Without the pictures, copy the entries below word for word.

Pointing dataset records
◆ ◆ ◆ ◆ ◆ ◆ ◆
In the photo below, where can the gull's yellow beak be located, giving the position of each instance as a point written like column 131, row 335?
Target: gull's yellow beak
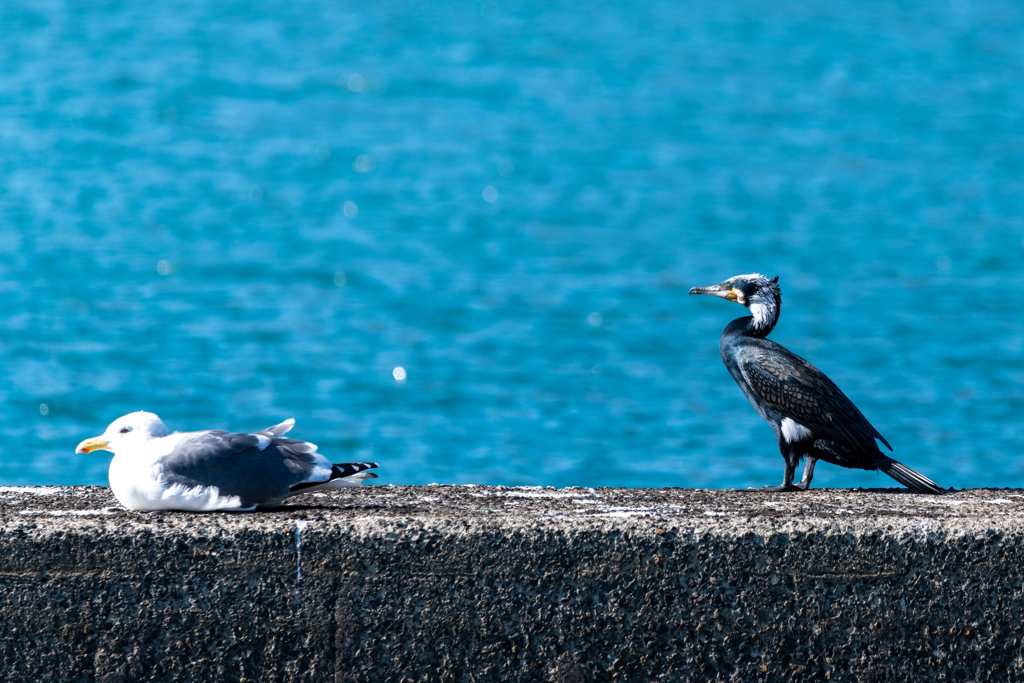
column 90, row 444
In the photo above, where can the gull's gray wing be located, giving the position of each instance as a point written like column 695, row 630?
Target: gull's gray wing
column 237, row 466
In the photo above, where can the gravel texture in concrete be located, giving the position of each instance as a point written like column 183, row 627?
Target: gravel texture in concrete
column 493, row 584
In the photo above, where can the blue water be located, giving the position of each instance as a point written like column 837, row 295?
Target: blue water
column 232, row 213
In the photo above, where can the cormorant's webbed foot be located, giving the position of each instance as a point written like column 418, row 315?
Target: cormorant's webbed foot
column 775, row 489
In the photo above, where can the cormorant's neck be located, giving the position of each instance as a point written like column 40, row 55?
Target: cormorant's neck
column 764, row 315
column 763, row 319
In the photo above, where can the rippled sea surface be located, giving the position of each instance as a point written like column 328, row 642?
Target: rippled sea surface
column 232, row 213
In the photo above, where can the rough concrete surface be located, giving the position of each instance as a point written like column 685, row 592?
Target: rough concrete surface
column 493, row 584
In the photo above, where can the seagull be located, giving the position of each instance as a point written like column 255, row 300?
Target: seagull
column 154, row 469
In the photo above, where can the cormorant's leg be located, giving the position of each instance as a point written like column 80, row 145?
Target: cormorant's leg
column 805, row 483
column 791, row 467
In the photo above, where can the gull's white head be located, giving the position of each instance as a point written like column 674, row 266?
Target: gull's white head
column 134, row 428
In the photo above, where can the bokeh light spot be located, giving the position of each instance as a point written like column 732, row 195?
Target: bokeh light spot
column 364, row 164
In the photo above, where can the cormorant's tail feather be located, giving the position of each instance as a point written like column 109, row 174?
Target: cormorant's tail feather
column 912, row 480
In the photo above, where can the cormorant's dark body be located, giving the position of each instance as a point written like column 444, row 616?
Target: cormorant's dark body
column 812, row 418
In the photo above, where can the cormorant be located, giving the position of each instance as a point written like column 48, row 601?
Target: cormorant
column 811, row 417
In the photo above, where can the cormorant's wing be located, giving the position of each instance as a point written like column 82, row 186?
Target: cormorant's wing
column 238, row 466
column 796, row 389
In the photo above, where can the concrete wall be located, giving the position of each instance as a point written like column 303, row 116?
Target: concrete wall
column 486, row 584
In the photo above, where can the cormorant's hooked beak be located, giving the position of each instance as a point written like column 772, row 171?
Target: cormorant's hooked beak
column 90, row 444
column 721, row 291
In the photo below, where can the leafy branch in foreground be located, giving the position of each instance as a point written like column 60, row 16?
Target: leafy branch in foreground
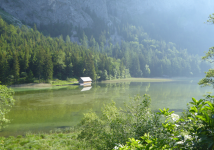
column 194, row 130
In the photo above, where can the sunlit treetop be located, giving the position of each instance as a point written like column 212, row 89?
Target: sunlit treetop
column 209, row 78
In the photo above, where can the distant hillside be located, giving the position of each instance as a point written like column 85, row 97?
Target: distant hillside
column 10, row 19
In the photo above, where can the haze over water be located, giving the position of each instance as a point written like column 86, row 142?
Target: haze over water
column 47, row 109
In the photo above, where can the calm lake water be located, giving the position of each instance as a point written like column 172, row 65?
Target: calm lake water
column 41, row 110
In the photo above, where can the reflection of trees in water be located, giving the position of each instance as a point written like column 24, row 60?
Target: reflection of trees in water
column 6, row 102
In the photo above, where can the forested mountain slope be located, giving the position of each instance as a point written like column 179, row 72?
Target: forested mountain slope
column 26, row 53
column 178, row 21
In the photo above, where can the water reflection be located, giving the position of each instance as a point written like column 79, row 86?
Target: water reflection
column 43, row 110
column 86, row 88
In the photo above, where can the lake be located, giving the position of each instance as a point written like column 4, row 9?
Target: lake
column 42, row 110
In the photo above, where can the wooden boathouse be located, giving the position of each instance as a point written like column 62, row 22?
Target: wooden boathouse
column 85, row 81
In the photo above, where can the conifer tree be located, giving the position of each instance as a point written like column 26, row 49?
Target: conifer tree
column 16, row 67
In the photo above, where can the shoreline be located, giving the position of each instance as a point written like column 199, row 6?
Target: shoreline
column 139, row 80
column 47, row 85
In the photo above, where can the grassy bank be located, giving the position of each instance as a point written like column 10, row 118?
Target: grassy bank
column 59, row 139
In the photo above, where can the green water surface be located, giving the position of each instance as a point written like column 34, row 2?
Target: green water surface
column 42, row 110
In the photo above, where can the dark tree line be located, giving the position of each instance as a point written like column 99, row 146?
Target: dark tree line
column 26, row 54
column 142, row 55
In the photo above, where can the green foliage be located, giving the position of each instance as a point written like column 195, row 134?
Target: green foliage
column 44, row 58
column 208, row 80
column 116, row 125
column 6, row 102
column 57, row 139
column 194, row 130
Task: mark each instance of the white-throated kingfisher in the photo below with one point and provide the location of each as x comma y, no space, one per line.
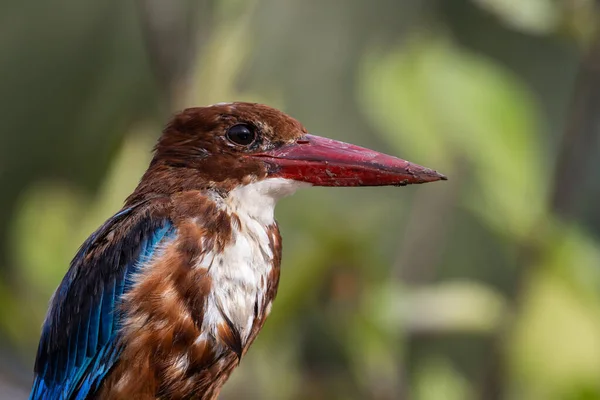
◆ ◆ ◆ ◆ ◆ ◆ ◆
▸ THE ANSWER:
In the photo below, where can the gull's yellow beak be located, giving the position of each instance as a point written like column 131, row 335?
Target: gull's yellow beak
column 90, row 444
In the photo above, where can the gull's gray wing be located, giving the position of each instance as a point written like column 695, row 630?
Target: gull's gray wing
column 237, row 466
In the photo above, where can the gravel texture in concrete be located, giving the position of each instance as a point written like column 183, row 627?
Target: gravel texture in concrete
column 493, row 584
In the photo above, where can the blue water be located, giving the position of each instance as a point written like column 837, row 295?
Target: blue water
column 232, row 213
In the photo above, where can the cormorant's webbed foot be located, giving the position of each instance as a point written like column 418, row 315?
Target: cormorant's webbed foot
column 775, row 489
In the photo above, where can the cormorant's neck be located, giving the position of each instance as a point written like column 40, row 55?
Target: cormorant's neck
column 764, row 315
column 763, row 319
In the photo above, where can the rippled sea surface be located, giving the position of each instance as a point written like column 328, row 642?
Target: rippled sea surface
column 232, row 213
In the photo above, where can the rough concrete surface be located, giving the position of each instance as a point written like column 685, row 592?
Target: rough concrete surface
column 493, row 584
In the photo above, where can the seagull be located, giving the position of each instance as a point written like column 255, row 300?
Target: seagull
column 154, row 469
In the photo above, where can the cormorant's leg be located, giving the position of each instance as a point written like column 80, row 145?
Target: cormorant's leg
column 805, row 483
column 791, row 467
In the photo above, where can the gull's white head be located, giving the position of each instance as a point written like column 674, row 266?
Target: gull's white head
column 134, row 428
In the photo above, where can the bokeh light spot be located, giving the position of each instance as a point written like column 732, row 195?
Target: bokeh light spot
column 364, row 164
In the photo above, where can the cormorant's tail feather be located, giving the position of each instance as a point written like column 109, row 174?
Target: cormorant's tail feather
column 912, row 480
In the photo above, where can the cormorant's dark body be located, giving the position of each instance as a point written like column 444, row 616?
Target: cormorant's dark body
column 812, row 418
In the photo above, where can the cormorant be located, giving the position of each instance as a point written like column 48, row 601?
Target: cormorant
column 811, row 417
In the photo above, where can the cormorant's wing be located, giving the position of each instance as a point written like column 82, row 186?
Target: cormorant's wing
column 238, row 466
column 796, row 389
In the photo above, where can the concrete wall be located, giving the position of each instance as a point written like column 303, row 116?
Target: concrete wall
column 486, row 584
In the photo above, where can the cormorant's hooked beak be located, giving the position of each instance as a point written like column 772, row 171?
Target: cormorant's hooked beak
column 90, row 444
column 721, row 291
In the photo below, where can the leafy branch in foreground be located, giving the position of each instance as a point written like column 60, row 16?
Target: leafy branch in foreground
column 194, row 130
In the photo above, where can the sunlit treetop be located, giving the position of each instance as a point written like column 212, row 89?
Target: sunlit treetop
column 209, row 78
In the photo above, where can the distant hillside be located, giving the position of each instance as a point written like column 85, row 97?
Target: distant hillside
column 10, row 19
In the photo above, where can the haze over water be located, giving the position of each instance as a point written like column 86, row 142?
Target: haze over water
column 47, row 109
In the photo above, where can the calm lake water be located, giving the position of each instance as a point written like column 172, row 65?
Target: calm lake water
column 41, row 110
In the photo above, where can the reflection of trees in water be located, giving the position of each instance as a point written like column 24, row 60?
Target: reflection of trees in water
column 6, row 102
In the photo above, where can the forested mountain slope be located, giving the position of each instance as a point written like column 179, row 72?
Target: forested mountain slope
column 26, row 53
column 178, row 21
In the photo above, where can the water reflection be located, giving the position of each instance as a point written like column 79, row 86?
Target: water reflection
column 43, row 110
column 86, row 88
In the photo above, where can the lake be located, giving the position of each instance as a point written like column 4, row 9?
Target: lake
column 42, row 110
In the photo above, where can the wooden boathouse be located, giving the position of each instance as a point written like column 62, row 22?
Target: wooden boathouse
column 85, row 81
In the photo above, where can the conifer tree be located, giving the position of each instance as a point written like column 26, row 49?
Target: conifer tree
column 16, row 67
In the photo above, where can the shoreline be located, giving the position of each instance as a point written like column 199, row 6?
Target: shoreline
column 139, row 80
column 47, row 85
In the photo above, where can the grassy bank be located, giving the position of each instance as a point written like column 10, row 118?
Target: grassy bank
column 59, row 139
In the photo above, where can the green water surface be located, giving the position of each instance as a point written like column 34, row 2?
Target: green water surface
column 42, row 110
In the photo above, where can the dark tree line be located, giving the position of each instance as a point written like column 99, row 146?
Target: dark tree line
column 26, row 54
column 142, row 55
In the photo above, where can the green foliage be located, giving the position of each instance as a point written like column 195, row 134?
Target: green foliage
column 44, row 58
column 208, row 80
column 116, row 125
column 6, row 102
column 57, row 139
column 194, row 130
Task: mark each instance of the white-throated kingfisher in the photo below with one point and provide the location of each as x comma y, no space, one per line.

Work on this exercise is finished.